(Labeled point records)
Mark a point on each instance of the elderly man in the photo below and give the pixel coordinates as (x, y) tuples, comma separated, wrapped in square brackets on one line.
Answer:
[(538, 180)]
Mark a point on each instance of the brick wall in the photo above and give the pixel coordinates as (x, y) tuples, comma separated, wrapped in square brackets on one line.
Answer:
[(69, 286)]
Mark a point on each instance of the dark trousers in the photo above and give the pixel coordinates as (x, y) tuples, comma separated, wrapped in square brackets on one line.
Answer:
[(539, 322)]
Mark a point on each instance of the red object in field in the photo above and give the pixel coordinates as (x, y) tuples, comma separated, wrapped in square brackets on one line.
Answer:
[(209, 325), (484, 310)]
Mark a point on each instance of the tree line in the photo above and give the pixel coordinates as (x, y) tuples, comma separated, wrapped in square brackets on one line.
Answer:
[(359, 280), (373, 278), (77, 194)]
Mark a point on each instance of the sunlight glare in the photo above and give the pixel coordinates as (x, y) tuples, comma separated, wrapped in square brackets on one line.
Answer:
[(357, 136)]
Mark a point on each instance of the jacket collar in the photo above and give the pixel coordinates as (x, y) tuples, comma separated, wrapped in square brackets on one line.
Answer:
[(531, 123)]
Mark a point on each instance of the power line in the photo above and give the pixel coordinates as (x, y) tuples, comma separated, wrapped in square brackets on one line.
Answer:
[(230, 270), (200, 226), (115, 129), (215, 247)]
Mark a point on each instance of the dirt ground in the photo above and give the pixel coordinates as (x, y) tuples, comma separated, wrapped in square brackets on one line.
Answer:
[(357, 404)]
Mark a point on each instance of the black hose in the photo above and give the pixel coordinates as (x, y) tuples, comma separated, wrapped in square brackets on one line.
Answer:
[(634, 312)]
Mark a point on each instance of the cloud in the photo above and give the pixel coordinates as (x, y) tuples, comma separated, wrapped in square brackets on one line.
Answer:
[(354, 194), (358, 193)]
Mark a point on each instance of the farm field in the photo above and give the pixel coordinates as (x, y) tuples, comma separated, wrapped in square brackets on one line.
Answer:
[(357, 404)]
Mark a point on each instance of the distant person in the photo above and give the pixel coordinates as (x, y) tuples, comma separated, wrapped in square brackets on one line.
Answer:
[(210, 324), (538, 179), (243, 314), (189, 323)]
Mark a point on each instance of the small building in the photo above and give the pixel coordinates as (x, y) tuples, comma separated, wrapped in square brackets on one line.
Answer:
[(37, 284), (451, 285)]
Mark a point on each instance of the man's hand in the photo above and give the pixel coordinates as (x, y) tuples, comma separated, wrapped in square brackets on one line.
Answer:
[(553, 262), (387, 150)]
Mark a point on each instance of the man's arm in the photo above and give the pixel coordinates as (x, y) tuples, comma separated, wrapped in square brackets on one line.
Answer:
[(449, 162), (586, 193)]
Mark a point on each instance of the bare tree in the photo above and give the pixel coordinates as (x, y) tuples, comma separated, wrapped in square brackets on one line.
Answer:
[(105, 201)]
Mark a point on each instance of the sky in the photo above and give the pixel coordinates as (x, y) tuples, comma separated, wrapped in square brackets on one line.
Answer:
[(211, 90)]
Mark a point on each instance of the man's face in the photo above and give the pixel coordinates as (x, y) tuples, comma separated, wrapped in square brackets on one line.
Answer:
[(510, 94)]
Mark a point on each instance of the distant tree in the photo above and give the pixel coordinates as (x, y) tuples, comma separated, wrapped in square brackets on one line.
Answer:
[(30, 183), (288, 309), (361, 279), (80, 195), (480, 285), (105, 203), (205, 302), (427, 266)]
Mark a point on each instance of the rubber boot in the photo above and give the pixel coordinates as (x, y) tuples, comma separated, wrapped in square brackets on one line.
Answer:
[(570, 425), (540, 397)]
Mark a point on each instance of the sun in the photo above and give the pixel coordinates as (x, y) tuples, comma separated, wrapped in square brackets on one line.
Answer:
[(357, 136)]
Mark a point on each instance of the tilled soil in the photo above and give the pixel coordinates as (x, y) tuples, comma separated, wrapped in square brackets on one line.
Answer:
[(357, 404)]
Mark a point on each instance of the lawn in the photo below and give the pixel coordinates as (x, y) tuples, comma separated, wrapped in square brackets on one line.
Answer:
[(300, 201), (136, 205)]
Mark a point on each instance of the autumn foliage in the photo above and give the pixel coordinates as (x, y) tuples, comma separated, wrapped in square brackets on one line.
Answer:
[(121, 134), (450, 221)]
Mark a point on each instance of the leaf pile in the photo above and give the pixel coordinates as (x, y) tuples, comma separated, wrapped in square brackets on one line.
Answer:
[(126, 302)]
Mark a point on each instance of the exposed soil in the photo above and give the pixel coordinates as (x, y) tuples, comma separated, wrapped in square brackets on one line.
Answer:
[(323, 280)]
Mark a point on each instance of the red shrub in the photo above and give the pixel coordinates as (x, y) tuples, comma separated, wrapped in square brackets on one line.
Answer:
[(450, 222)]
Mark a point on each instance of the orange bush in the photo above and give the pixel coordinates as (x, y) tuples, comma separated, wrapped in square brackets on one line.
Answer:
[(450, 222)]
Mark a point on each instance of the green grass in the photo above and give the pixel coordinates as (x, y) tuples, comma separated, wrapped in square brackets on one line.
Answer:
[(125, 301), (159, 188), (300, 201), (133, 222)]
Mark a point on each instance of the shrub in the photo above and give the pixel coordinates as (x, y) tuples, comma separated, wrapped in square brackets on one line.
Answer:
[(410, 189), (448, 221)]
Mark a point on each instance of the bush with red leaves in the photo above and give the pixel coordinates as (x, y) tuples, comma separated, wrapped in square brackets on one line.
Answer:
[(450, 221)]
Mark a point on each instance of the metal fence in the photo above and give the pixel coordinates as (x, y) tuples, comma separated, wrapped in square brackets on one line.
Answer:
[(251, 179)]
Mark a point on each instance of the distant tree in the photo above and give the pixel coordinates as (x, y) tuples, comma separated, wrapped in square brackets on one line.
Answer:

◆ **Aim of the task**
Reproduce every item above verbatim, line by line.

◆ **Worked answer**
Mark a point on each instance of the elderly man in the photo below and give the pixel coordinates as (x, y) tuples, comma separated, wrapped in square brackets on one line.
Answer:
[(538, 180)]
Mark a point on each instance of the brick wall in the photo above and give the pixel coordinates as (x, y) tuples, comma separated, wrapped in square brackets on one line.
Answer:
[(69, 286)]
Mark a point on each instance of the dark trousers in the photo above and give the pixel coordinates as (x, y) tuples, comma separated, wrapped in square brackets on one line.
Answer:
[(539, 322)]
Mark a point on each instance of the red object in field in the photo above and give the pixel coordinates as (x, y) tuples, comma separated, wrapped in square brackets on one line.
Answer:
[(209, 325), (484, 310)]
Mark a point on each instance of the tree line in the photo above and give the pixel coordinates as (x, y) tuples, comma separated, wrapped in square brackets on one line.
Answer:
[(359, 280), (373, 278), (77, 194)]
Mark a point on each instance of the sunlight glare in the photo above and give the pixel coordinates as (x, y) tuples, comma separated, wrapped in square brackets on one line.
Answer:
[(357, 136)]
Mark a point on each instance of the jacket collar in the photo above and give the pixel coordinates as (x, y) tuples, comma separated, wrapped in square brackets on one line.
Answer:
[(531, 123)]
Mark a point on each instance of the power line in the photo above and give the pixel coordinates as (x, y) tuples, comma separated, wrapped in square brackets on one line.
Answer:
[(230, 270), (200, 226), (115, 129), (215, 247)]
Mark a point on each instance of the dirt ground in the photo above and give the pixel coordinates as (x, y) tuples, comma separated, wrapped in square brackets on one line.
Answer:
[(357, 404)]
Mark a point on each instance of the black hose in the photo above and give the pixel coordinates as (x, y) tuples, comma separated, wrapped in square brackets on one line.
Answer:
[(634, 312)]
Mark a point on each instance of the cloud in the photo above and give the pixel coordinates as (x, y) tuples, comma separated, wrapped in square brackets on one line.
Answer:
[(354, 194), (358, 193)]
Mark a point on each instance of the farm field in the photo above and give the pixel coordinates as (x, y) tuples, comma separated, wrapped in square brackets on one line.
Answer:
[(357, 404)]
Mark a point on each instance of the distant person in the photo above and give the pixel coordinates as (x, y) tuples, comma separated, wrapped in square brackets on one line.
Answer:
[(210, 324), (538, 179), (243, 314), (189, 323)]
Mark a point on each instance of the small building in the photo above and give the pixel coordinates as (x, y) tuples, comma separated, wrapped in square brackets on one line.
Answer:
[(37, 284), (451, 285)]
Mark a point on each instance of the man's hand in the photo above and give the pixel coordinates as (x, y) tuples, comma separated, wrapped in square brackets on one line.
Answer:
[(553, 262), (387, 150)]
Mark a point on each instance of the man's arm in the photo above and give the pixel coordinates as (x, y) tuples, comma separated, wrapped in square brackets on one line.
Answer:
[(449, 162), (586, 193)]
Mark a point on each instance of the bare tree in the photo above and give the pixel coordinates as (x, y) tuples, comma separated, wrapped in square brackets on one line.
Answer:
[(105, 201)]
Mark a point on each instance of the sky in the photo above and give the pixel coordinates as (x, y) tuples, comma separated, wrapped in square brackets on one line.
Answer:
[(211, 90)]
Mark a point on each instance of the man's face in the photo above and give the pixel coordinates as (x, y) tuples, comma separated, wrapped in square brackets on one line.
Answer:
[(510, 94)]
Mark a point on each instance of the distant tree in the photo above and give the pixel coordinates as (x, y) tuples, comma separated, wrapped in square brackets on one line.
Answer:
[(30, 183), (288, 309), (361, 279), (80, 195), (480, 285), (105, 203), (205, 302), (427, 266)]
Mark a point on each instance of the rubber boot in the photo above and give the pixel coordinates as (x, y) tuples, comma separated, wrapped in square brackets on one line.
Answer:
[(570, 425), (540, 397)]
Mark a point on each instance of the sun in the photo above and give the pixel coordinates as (x, y) tuples, comma separated, wrapped in square brackets on one line.
Answer:
[(357, 136)]
Mark a point on each instance of the tilled soil in the photo above and give the pixel coordinates as (x, y) tuples, comma separated, wrapped in square brackets on one line.
Answer:
[(357, 404)]
Mark a point on each instance of the lawn in the photo below and give the pixel coordinates as (x, y) tuples, comma separated, wrapped in square brackets on one line.
Answer:
[(300, 201), (136, 205)]
Mark a point on each instance of the autumn foliage in the photo above and give the pixel coordinates as (x, y) tuples, comma separated, wrapped in square brackets on one line.
Answer:
[(121, 134), (450, 221)]
Mark a point on each instance of the leaf pile in the photo above and give the pixel coordinates as (x, y) tuples, comma separated, wrapped in square brackets on one line.
Answer:
[(126, 302)]
Mark a point on each instance of the exposed soil in the photo above and give the pixel coordinates as (x, y) tuples, comma separated, wrapped in square brackets on one line.
Answer:
[(323, 280)]
Mark a point on each instance of the red shrub in the photo above and give the pixel coordinates as (x, y) tuples, comma separated, wrapped in square brackets on one line.
Answer:
[(450, 222)]
Mark a point on each instance of the orange bush in the photo above and give the pixel coordinates as (x, y) tuples, comma separated, wrapped in square brackets on one line.
Answer:
[(450, 222)]
Mark a point on each instance of the green grass in the photo above and give the pixel coordinates as (x, y) tuples, comma separated, wrapped in square brackets on one line.
Answer:
[(125, 301), (159, 188), (300, 201), (133, 222)]
Mark a point on each instance of the shrub in the photo above and give the pixel coordinates as (x, y) tuples, comma separated, wrapped in square brackets on one line.
Answer:
[(410, 189), (448, 221)]
Mark a point on each instance of the bush with red leaves in the photo above and give the pixel coordinates as (x, y) tuples, comma separated, wrapped in square brackets on one line.
Answer:
[(450, 221)]
Mark a point on each instance of the metal fence in the photo above and give the pixel coordinates as (x, y) tuples, comma separated, wrapped in square brackets on one line.
Answer:
[(251, 179)]
Mark a point on each instance of the distant tree in the photo above and give the pixel coordinates as (x, y) tuples, comma separated, wrapped in square brackets on one line.
Answer:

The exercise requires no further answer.